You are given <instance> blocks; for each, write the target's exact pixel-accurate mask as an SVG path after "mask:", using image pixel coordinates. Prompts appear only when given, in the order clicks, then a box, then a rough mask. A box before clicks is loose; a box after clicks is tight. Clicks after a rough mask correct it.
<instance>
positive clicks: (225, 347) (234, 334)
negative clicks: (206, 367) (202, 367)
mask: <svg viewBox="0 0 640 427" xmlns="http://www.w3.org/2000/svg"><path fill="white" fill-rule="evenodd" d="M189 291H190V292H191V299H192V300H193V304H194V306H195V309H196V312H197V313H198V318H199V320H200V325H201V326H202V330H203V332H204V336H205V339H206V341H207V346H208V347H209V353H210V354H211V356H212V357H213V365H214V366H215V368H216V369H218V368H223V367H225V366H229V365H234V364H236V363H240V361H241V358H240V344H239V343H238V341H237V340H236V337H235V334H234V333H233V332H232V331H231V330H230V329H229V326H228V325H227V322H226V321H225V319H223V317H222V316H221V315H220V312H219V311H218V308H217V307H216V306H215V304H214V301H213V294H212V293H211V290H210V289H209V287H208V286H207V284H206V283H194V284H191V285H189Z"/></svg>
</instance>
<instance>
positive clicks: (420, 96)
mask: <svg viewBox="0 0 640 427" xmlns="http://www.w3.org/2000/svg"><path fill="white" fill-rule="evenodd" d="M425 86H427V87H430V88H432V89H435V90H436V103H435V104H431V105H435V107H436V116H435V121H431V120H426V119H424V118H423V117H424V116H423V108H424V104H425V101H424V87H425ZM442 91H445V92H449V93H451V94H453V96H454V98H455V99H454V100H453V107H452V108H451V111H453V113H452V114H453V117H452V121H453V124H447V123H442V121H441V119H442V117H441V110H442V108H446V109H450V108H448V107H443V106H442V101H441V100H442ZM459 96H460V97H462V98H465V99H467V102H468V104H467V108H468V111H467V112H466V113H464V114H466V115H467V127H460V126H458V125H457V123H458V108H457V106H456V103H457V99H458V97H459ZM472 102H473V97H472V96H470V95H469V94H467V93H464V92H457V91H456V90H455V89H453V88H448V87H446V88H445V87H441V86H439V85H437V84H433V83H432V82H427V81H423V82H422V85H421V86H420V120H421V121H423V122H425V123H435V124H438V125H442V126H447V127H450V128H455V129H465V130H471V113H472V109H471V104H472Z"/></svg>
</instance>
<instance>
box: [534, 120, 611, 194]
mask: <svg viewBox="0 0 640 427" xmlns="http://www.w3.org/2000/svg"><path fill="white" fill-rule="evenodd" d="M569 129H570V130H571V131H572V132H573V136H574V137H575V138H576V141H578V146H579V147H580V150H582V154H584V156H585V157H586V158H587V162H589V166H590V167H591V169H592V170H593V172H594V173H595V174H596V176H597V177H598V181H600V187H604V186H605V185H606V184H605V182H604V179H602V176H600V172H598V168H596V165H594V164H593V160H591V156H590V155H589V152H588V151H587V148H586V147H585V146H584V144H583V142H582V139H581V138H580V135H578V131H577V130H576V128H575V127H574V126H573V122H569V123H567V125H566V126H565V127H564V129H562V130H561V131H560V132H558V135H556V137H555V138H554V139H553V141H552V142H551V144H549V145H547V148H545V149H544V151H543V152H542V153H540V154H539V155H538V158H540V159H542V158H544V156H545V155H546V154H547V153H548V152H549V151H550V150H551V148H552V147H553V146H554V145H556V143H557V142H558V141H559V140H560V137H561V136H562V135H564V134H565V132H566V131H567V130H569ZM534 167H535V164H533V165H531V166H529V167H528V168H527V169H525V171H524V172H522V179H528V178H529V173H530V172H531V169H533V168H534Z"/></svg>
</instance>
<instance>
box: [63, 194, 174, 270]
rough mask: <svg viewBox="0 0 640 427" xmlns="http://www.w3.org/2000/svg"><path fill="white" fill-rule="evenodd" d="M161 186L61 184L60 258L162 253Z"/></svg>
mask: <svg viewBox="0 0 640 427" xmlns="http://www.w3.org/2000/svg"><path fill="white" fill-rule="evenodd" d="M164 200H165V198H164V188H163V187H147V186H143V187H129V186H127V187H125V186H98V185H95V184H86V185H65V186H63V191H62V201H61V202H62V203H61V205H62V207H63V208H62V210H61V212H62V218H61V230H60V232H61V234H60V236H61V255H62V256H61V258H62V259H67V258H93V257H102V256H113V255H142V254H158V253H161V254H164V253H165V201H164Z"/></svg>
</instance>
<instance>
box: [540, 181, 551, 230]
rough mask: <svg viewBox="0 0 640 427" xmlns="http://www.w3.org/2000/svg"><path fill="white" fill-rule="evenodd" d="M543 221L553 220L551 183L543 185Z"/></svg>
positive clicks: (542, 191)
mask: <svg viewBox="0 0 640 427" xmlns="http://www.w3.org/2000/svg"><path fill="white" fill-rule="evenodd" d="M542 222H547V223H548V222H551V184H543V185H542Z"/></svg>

----------------------------------------

Return the lines above, from the start of the entries through the line that contains "negative clicks: (206, 367) (202, 367)", inclusive, reproducing each one character for character.

**Expected answer:**
You are given <instance> blocks; for each, write the target's exact pixel-accurate mask as an SVG path after "mask:", using image pixel coordinates. Prompts appear only when given, in the order clicks, then a box, then a rough mask. A box before clicks is loose; a box after clicks is tight. Clicks after a rough mask correct it.
<instance>
positive clicks: (225, 347) (234, 334)
negative clicks: (206, 367) (202, 367)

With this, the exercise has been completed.